Aim of the task: Set the following entries down again exactly, line by line.

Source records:
+--
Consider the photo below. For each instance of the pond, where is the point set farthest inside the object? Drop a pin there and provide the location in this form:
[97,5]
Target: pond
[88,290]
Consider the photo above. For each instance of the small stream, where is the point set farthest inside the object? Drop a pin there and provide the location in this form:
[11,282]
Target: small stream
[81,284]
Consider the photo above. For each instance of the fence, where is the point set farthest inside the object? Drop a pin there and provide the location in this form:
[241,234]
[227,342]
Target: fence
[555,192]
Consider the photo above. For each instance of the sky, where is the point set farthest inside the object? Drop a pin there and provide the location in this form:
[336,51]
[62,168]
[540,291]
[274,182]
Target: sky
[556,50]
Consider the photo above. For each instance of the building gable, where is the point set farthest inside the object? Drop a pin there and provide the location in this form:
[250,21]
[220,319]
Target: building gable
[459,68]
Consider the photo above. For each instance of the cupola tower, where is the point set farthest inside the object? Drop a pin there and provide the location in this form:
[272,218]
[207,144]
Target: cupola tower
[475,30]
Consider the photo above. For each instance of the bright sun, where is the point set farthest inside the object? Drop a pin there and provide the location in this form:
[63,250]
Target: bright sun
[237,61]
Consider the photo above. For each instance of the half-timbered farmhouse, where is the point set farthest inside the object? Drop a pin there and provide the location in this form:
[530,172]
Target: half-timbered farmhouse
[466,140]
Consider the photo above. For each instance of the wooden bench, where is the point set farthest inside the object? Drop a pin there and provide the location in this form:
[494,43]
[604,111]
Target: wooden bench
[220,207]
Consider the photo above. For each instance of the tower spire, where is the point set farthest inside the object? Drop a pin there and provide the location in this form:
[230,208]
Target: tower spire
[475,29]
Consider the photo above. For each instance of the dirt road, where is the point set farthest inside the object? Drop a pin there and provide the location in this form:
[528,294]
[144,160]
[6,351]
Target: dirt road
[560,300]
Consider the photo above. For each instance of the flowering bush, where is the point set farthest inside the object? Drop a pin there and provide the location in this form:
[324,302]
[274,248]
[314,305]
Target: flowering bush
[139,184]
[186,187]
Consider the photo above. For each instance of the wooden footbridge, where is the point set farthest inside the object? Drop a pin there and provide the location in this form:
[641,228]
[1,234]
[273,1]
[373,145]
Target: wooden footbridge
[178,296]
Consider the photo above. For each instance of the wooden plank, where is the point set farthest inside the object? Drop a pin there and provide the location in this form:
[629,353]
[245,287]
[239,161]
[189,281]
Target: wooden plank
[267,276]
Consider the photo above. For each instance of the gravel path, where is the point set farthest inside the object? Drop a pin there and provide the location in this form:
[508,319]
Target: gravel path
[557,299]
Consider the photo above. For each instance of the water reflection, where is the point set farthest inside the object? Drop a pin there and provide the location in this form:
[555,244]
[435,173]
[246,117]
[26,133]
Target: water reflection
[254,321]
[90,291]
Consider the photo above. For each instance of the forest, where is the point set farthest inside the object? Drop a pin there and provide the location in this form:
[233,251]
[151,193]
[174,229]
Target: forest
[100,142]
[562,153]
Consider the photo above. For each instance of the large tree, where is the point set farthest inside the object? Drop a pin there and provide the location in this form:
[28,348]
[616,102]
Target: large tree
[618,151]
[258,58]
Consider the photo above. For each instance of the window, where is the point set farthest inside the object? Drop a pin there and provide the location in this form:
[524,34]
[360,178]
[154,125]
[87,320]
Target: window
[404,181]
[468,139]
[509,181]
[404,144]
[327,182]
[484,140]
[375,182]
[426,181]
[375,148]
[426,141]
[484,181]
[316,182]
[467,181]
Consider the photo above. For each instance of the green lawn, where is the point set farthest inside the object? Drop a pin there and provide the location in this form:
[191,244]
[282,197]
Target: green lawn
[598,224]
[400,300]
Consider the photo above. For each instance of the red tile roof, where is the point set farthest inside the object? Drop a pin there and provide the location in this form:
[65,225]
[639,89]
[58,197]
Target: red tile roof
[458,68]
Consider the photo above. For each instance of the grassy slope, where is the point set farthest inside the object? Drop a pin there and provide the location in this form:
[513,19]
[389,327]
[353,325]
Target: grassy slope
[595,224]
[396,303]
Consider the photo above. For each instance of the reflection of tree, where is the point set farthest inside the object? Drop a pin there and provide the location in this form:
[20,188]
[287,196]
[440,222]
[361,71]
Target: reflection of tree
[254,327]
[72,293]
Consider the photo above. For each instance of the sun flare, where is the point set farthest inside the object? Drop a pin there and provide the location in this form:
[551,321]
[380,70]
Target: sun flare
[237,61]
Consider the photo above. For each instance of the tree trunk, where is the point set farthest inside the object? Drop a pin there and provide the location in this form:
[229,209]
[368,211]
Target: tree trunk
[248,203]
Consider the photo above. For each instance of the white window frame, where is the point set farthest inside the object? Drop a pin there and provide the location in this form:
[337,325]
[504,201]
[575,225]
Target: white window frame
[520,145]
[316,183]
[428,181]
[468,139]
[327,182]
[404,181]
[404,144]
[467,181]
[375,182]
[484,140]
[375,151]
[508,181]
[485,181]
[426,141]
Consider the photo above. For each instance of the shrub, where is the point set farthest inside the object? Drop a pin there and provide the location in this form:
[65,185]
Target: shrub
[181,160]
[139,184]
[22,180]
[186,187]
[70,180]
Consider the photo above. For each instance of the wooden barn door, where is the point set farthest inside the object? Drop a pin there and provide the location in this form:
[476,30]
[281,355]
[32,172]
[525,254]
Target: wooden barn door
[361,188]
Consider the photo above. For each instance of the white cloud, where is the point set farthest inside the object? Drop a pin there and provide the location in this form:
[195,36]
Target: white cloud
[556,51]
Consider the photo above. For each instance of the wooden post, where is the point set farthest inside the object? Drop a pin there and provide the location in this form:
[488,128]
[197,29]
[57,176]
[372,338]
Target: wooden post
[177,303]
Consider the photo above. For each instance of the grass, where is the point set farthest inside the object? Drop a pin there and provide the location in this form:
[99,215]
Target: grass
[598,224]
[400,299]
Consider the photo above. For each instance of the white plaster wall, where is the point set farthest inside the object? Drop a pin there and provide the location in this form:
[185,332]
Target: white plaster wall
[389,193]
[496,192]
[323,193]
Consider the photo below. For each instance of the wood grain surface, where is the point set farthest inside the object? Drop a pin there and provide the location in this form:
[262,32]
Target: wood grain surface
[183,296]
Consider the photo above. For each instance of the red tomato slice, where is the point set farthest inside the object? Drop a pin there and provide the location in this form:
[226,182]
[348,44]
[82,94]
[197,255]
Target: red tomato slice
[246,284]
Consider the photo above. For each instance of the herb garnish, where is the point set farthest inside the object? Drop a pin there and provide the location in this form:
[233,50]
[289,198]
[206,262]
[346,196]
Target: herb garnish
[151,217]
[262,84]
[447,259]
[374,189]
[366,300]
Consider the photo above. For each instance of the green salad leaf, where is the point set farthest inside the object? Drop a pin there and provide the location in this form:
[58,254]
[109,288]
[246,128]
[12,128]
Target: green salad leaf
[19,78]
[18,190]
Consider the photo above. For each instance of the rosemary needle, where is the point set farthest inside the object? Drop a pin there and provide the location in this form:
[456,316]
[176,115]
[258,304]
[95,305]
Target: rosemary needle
+--
Written response:
Consider the photo below. For each instance of the pond, where is the point set farthest inside the object? Drop a pin there and provide the location in this form:
[97,5]
Target: pond
[88,290]
Consider the photo above. For each instance of the small stream, where is the point set farthest inside the object? Drop a pin there and provide the location in this form:
[11,282]
Target: small stream
[81,284]
Consider the photo above. For each instance of the fence, where is the point set farthest inside the object? Drop a pin there and provide the location in this form:
[241,234]
[227,342]
Target: fence
[555,192]
Consider the photo above. For each instance of the sky, where is the point set farthest inside the object? Drop a pin there and provide the location in this form:
[336,51]
[62,168]
[540,291]
[274,182]
Target: sky
[556,50]
Consider the photo above. For each instance of the building gable, where is the point set farthest inside the object? Drop a pin there and provide the location in this form:
[250,21]
[220,319]
Target: building gable
[459,68]
Consider the photo above. For each instance of the cupola tower, where is the point set farthest inside the object? Drop a pin there and provide the location in this form:
[272,218]
[207,144]
Target: cupola tower
[475,30]
Consider the photo above. For each instance of the bright sun, where is the point set farthest inside the object? Drop a pin there and provide the location in this form:
[63,250]
Target: bright sun
[237,61]
Consider the photo above. For each instance of the half-timbered farmhouse, where is the point set farthest inside the object? Drop a pin there and provide the location in this form:
[530,172]
Target: half-timbered farmhouse
[466,140]
Consider the photo above. For each instance of the wooden bench, where is the point set farthest inside the object? Drop a pin there and provide the location in this form:
[494,43]
[604,111]
Target: wooden bench
[220,207]
Consider the photo above. For each instance of the tower spire, where is the point set farthest inside the object? Drop a pin there and provide the location in this form:
[230,208]
Target: tower spire
[475,29]
Consider the photo above. For each instance of the dirt road, where is the point set farthest inside the object? Drop a pin there and provide the location in this form:
[528,294]
[144,160]
[6,351]
Target: dirt road
[560,300]
Consider the photo above. For each instance of the flowering bush, where is the point set farthest inside the object? Drop a pin there and provide the location in this form:
[324,302]
[274,248]
[314,305]
Target: flowering bush
[139,184]
[186,187]
Consider the photo above. For each instance of the wooden footbridge, where is the point set farthest inside the object? Drop a pin there and provide the location in this form:
[641,228]
[1,234]
[273,1]
[373,145]
Target: wooden footbridge
[178,296]
Consider the photo above. For each instance of the wooden plank, where is the point set farthest inside the object? Drop a pin there and provide the location in this form:
[629,353]
[245,287]
[239,161]
[189,281]
Target: wooden plank
[267,276]
Consider the photo above. For each instance of the gravel path, where is the point set farthest inside the object? Drop a pin there and provide the location in this form:
[508,319]
Target: gravel path
[557,299]
Consider the photo above. For each instance of the water reflection, where is the point set farthest inside the object? Drop a pin there and provide the location in this form:
[555,244]
[435,173]
[246,117]
[26,133]
Target: water reflection
[254,321]
[90,291]
Consider the photo above. For each instance of the forest, where is the point set farthest inside the object? Drop a pin there and provide the location in this form:
[233,251]
[151,193]
[174,229]
Target: forest
[100,142]
[562,153]
Consider the photo above. For each instance of the large tree, where is the point set farthest inside the object? Drop a pin there and provide the location in this form:
[28,348]
[616,102]
Target: large tree
[618,151]
[258,58]
Consider the photo above. For each instance of the window, where is the point set farthest inside the object? Drop a pin there and provide the location in this form:
[524,34]
[360,178]
[154,125]
[87,320]
Target: window
[404,181]
[468,139]
[509,181]
[404,144]
[327,182]
[484,140]
[375,182]
[426,181]
[375,148]
[426,141]
[484,181]
[316,182]
[467,181]
Consider the photo above. For each instance of the green lawn, where is the point set farthest inside the object? Drop a pin there and provide the location in this form:
[191,244]
[282,197]
Target: green lawn
[598,224]
[400,300]
Consider the photo above. For each instance of the red tile roof, where is the point set farthest inside the object? Drop a pin there and provide the location in this form:
[65,225]
[639,89]
[58,197]
Target: red tile roof
[458,68]
Consider the photo above. For each instance of the grassy slope, where is the point set farthest inside the object? Drop a pin there and provide the location in this form:
[513,19]
[389,327]
[353,325]
Target: grassy slope
[595,224]
[396,303]
Consider the photo above. For each instance of the reflection of tree, where is the point set farthest inside the object? Drop a pin there and provide the location in this form:
[20,188]
[287,196]
[440,222]
[361,71]
Target: reflection of tree
[254,327]
[72,293]
Consider the photo above. For each instance of the sun flare, where is the point set farthest inside the object? Drop a pin there and provide the location in this form:
[551,321]
[380,70]
Target: sun flare
[237,61]
Consider the photo above. For each instance of the tree trunk, where is the point set farthest inside the object? Drop a pin there and provide the location in this form:
[229,209]
[368,211]
Target: tree trunk
[248,203]
Consider the photo above. For each instance of the white window frame, where is the point set farthest inside the object? Drop a pin there and provide the location in this form:
[337,325]
[504,201]
[575,225]
Target: white window frame
[520,145]
[316,183]
[428,181]
[468,139]
[327,182]
[404,181]
[404,144]
[467,181]
[375,182]
[484,140]
[375,151]
[508,181]
[485,181]
[426,141]
Consider the photo above. For each instance of the shrub, where is the point set farthest inside the object? Drop a pin there and provide the location in this form:
[65,185]
Target: shrub
[181,160]
[139,184]
[22,180]
[186,187]
[70,180]
Consider the photo above. For each instance of the wooden barn door, where is the point set farthest inside the object? Drop a pin there and provide the location in this form:
[476,30]
[281,355]
[32,172]
[525,254]
Target: wooden barn door
[361,188]
Consider the photo above. For each instance of the white cloud, where is the point set farthest inside the object? Drop a pin there and provide the location in this form:
[195,36]
Target: white cloud
[556,51]
Consider the photo above. For each instance of the wooden post, where is the point set farthest inside the object? Drop a pin there and provide the location in this form:
[488,128]
[197,29]
[57,176]
[372,338]
Target: wooden post
[177,303]
Consider the photo above. For each instance of the grass, where is the point set farthest inside the object? Drop a pin there and provide the location in this form:
[99,215]
Target: grass
[598,224]
[400,299]
Consider the photo above. For each instance of the white plaster wall, where is the point set farthest inside the object? Drop a pin there and provide the location in this form:
[185,332]
Target: white plaster wall
[389,193]
[496,192]
[323,193]
Consider the photo below. For each instance of the wood grain surface, where is the point set farthest inside the object? Drop a pin there and provide the location in this form:
[262,32]
Target: wood grain surface
[183,296]
Consider the photo above. For each instance of the red tomato slice, where is the point set farthest inside the object? Drop a pin there and provide the location in this form:
[226,182]
[348,44]
[82,94]
[197,255]
Target: red tomato slice
[246,284]
Consider the photo above. For each instance of the herb garnish, where is the point set farthest inside the object? Drop a pin there and provide the location in this form:
[233,50]
[289,198]
[206,262]
[346,196]
Target: herb garnish
[151,217]
[262,84]
[447,259]
[374,189]
[366,300]
Consider the photo above. For each instance of the green salad leaf, where is the point set farthest inside the object? Drop a pin there and provide the location in this form:
[58,254]
[109,288]
[246,128]
[12,128]
Target: green salad leaf
[19,78]
[18,190]
Consider the photo above. For each instance of the rosemary needle, where is the point set farthest inside the object? Drop a pin there and provide the location in this form:
[456,316]
[176,115]
[258,304]
[95,305]
Target: rosemary needle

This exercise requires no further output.